◆ Task goal ◆
Put the data lines from the one containing "spot the dark" through the end of the data into a Markdown table with columns Entry and Text, numbering each row and skipping blank lines.

◆ Supplied data ◆
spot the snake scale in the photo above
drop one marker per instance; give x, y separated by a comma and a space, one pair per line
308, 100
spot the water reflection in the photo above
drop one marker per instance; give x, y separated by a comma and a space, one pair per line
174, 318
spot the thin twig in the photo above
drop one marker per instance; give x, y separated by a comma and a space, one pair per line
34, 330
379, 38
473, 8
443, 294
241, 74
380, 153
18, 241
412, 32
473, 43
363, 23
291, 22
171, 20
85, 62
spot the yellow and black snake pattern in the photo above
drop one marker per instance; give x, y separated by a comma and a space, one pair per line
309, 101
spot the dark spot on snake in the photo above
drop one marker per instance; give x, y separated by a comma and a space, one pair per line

◆ Response for this exercise ◆
| Entry | Text |
|---|---|
| 1 | spot the dark spot on snake in the photo above |
| 2 | drop one marker per instance; give x, y separated by a comma and a space, one pair per line |